▸ Written tasks
a – In the forum discussion of Wii sales, why does the writer think Avatar's box office total overstates its success compared with Titanic? Answer in one to three sentences.
b – Repeat part of the forum discussion of Wii sales word for word, beginning at the words "Core games outside" and stopping after "million sell through.".
c – Carry on the forum discussion of Wii and Wii U sales from the point where it stops.

— BEGIN Passage shown —

Let's look at the PS2 for a sec; it had a 150 million install base, and  yet...

- Goldeneye Rogue Agent barely sold more than Red Steel 2, despite being the sequel to a game that sold over 8 million.

- Critical darling Okami barely crossed 600k also.

- Silent Hill 4 barely crossed 500k, despite being from a popular series.

Clearly a big install base does not guarantee that every game will sell well.

But PS2 obviously had many instances of tons of hardcore games selling extremely well. The Wii does not. People used the Wii as their party console, but if they wanted to do any serious gaming beyond their Mario/Mario Kart sweet tooth, it's fairly obvious they bought one of the other two HD consoles. 

I had many friends that bought a Wii and were really excited about it in 2006/2007/2008, but by the second half of the generation, they were playing almost exclusively on their PS3 or 360 and rarely even bothering to boot up their Wii at all. 

There's also so many hours you can play Wii Sports before it starts to get stale. 

Core games outside of Mario could sell on Wii.

Twilight Princess is closing in on 7 million.

Monster Hunter Tri and Resident Evil 4 both cleared the 2 million mark.

Goldeneye 007 and Metroid Prime 3 are both about 1.8m. And if you count COD as "hardcore" in this context, then COD3, Wold at War, Modern Warfare, and Black Ops all sold between 1.3m and 2.2m.


That's fairly mediocre for a platform with 100 million sell through honestly. Zelda sold 5.8 million actually on the Wii, not 7 million, that's if you include GameCube numbers and that was buoyed a lot by the initial frenzy over the Wii. The PS4 and X1 will have 3+ million sellers in the core gamer demo before either of them hits 15 million sell through.

The best selling Wii third party games were predictably the casual ones -- Guitar Hero and Just Dance and Zumba Fitness and the like. 



Soundwave said:
nitekrawler1285 said:

Umm Cameron himself has managed to beat Titanic with Avatar. By almost a billion to boot if wikipedia can be believed.

 


He would be the exception to this rule but even there, I don't Avatar was quite the pop culture phenomenon that Titanic was. It benefitted a lot from higher ticket prices (especially the 3D markup). JK Rowling and Harry Potter is a more apt comparision ... fairly unlikely Rowling will ever top Harry Potter even if she writes a book 10x better. Things like that are just hard to repeat. 

What I'm getting at is that it may seem like a tall order but it can be done.  Even Apple managed 3 hits in a row.  Give Rowling some time.  I'm sure once she gets her more adult stuff out of her system and targetting the younger audience again that she might find success.  

Nintendo really just needs to go back to what made the Wii so successful.  A large part of that was the simple and intuitive controller. I can't even think they were trying to replicate the Wii's success looking at the huge and terrifying gamepad.  



nitekrawler1285 said:
Soundwave said:
nitekrawler1285 said:
Soundwave said:
curl-6 said:
leyendax69 said:
curl-6 said:
leyendax69 said:

Nintendo is cannibalizing wii u -_- they just don't know how home console market works, every console since the SNES has sold less, wii was a miracle.

— END Passage shown —
— BEGIN Recorded data —

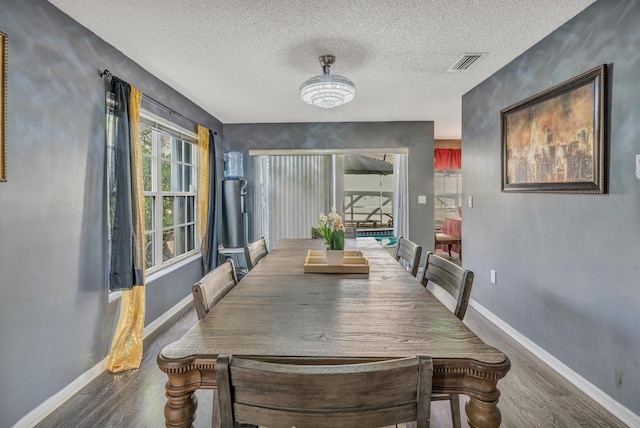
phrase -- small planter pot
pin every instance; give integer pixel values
(334, 257)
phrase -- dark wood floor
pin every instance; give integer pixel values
(532, 394)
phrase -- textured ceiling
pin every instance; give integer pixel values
(244, 60)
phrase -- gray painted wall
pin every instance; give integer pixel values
(568, 265)
(416, 136)
(55, 320)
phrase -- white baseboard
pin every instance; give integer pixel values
(47, 407)
(618, 410)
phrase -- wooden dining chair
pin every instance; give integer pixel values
(213, 287)
(456, 281)
(409, 253)
(255, 251)
(285, 395)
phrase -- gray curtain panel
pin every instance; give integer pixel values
(123, 274)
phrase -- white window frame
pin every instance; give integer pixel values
(160, 265)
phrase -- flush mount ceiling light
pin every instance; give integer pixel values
(327, 90)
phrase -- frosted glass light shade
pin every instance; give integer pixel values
(327, 90)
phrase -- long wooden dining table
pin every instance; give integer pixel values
(278, 312)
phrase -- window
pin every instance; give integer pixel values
(447, 195)
(169, 157)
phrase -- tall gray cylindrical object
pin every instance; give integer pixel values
(233, 227)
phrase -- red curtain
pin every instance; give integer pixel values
(448, 159)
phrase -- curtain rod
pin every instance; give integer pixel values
(107, 73)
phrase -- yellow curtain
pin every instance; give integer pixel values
(203, 190)
(126, 348)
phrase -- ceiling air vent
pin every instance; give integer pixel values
(466, 61)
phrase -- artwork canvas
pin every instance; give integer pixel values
(554, 141)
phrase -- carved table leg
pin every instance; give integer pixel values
(180, 410)
(483, 414)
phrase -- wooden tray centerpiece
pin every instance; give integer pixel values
(354, 262)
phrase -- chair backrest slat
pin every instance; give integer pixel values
(452, 278)
(369, 394)
(213, 287)
(410, 253)
(254, 252)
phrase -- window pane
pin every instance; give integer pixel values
(149, 250)
(179, 241)
(188, 178)
(187, 153)
(191, 237)
(166, 176)
(149, 210)
(190, 208)
(180, 210)
(176, 181)
(177, 145)
(147, 175)
(166, 146)
(146, 139)
(167, 245)
(168, 210)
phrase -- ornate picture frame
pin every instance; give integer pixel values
(4, 47)
(554, 141)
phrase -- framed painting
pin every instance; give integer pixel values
(3, 106)
(554, 141)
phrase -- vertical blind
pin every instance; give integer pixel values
(292, 192)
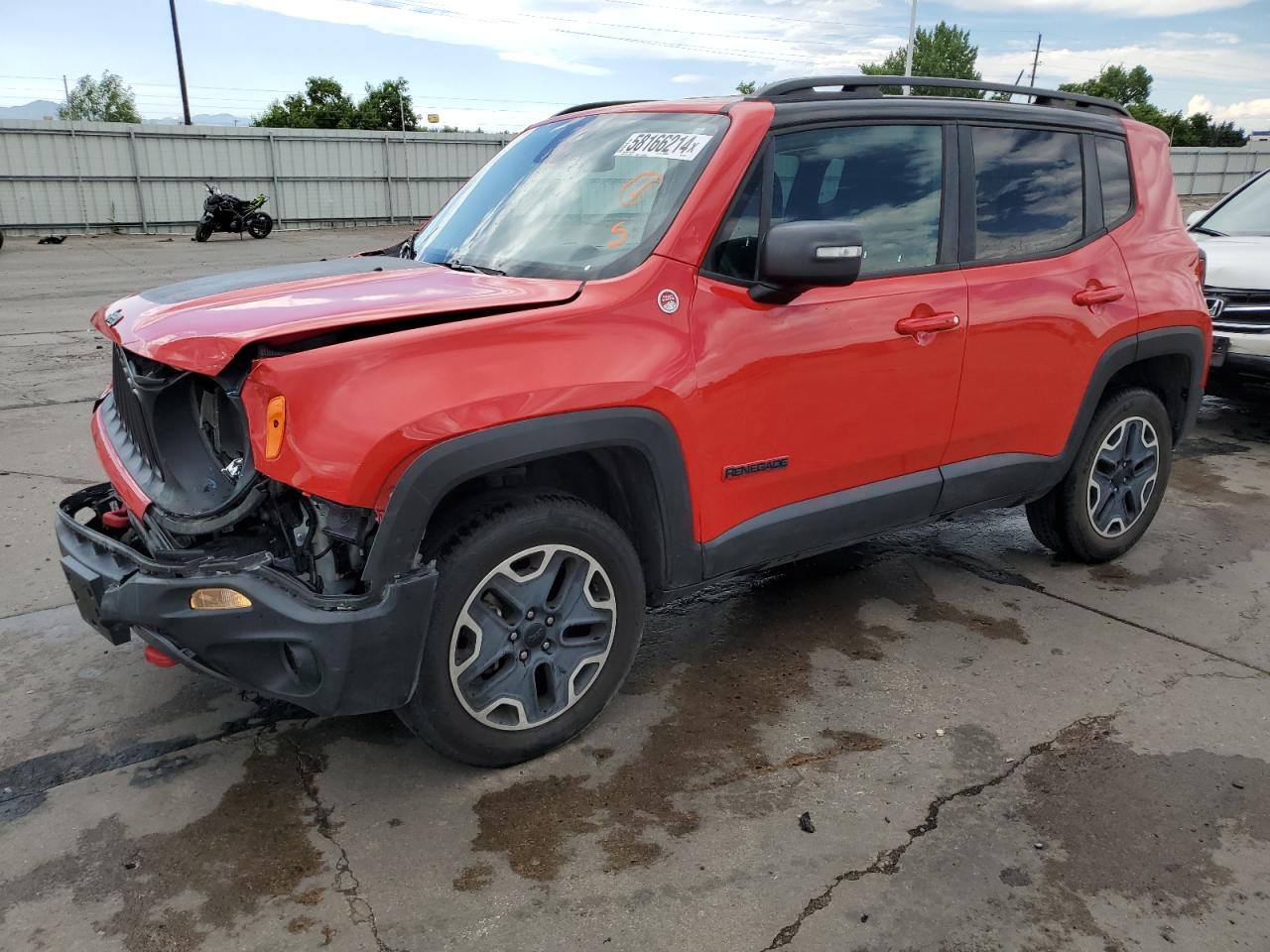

— END Recorded data —

▸ Answers per task
a – The writer says Avatar was not the pop culture phenomenon that Titanic was. Its total benefitted a lot from higher ticket prices, especially the 3D markup.

b –
Core games outside of Mario could sell on Wii.

Twilight Princess is closing in on 7 million.

Monster Hunter Tri and Resident Evil 4 both cleared the 2 million mark.

Goldeneye 007 and Metroid Prime 3 are both about 1.8m. And if you count COD as "hardcore" in this context, then COD3, Wold at War, Modern Warfare, and Black Ops all sold between 1.3m and 2.2m.


That's fairly mediocre for a platform with 100 million sell through honestly. Zelda sold 5.8 million actually on the Wii, not 7 million, that's if you include GameCube numbers and that was buoyed a lot by the initial frenzy over the Wii. The PS4 and X1 will have 3+ million sellers in the core gamer demo before either of them hits 15 million sell through.

c –
Wii wasn't a miracle, it was a conscious and brilliant insight into the market; insight they completely failed to exercise with Wii U.

Wii U is the antithesis of the Wii; the Wii's success was due to its recognition of a changing market, Wii U's failure is due to its lack of recognition of a changing market.

The whole point of the Wii was: do something that hasn't been done before, break new ground. The Wii U is just "try the same strategy that worked last time."

I do agree however that Nintendo is cannibalizing Wii U.

You can call it fluke, miracle, luck, whatever. The numbers are there and wii u is struggling to even surpass Gamecube.

It was none of those things; not a fluke, not luck, not a miracle. It was a deliberate, premeditated, and thought out smash hit.

The Wii U's struggles are due to the way it itself was handled; confusing name, too expensive, delayed software, but most importantly, a failure to account for the current market.

There's always a degree of serendipity when anything is that successful. 

Michael Jackson's Thriller is a miracle. So is James Cameron's Titanic. So is TV's Seinfeld. 

Of course these things were deliberate in their design, but to the degree that they are embraced by the public requires a certain amount of timing and (sure) luck.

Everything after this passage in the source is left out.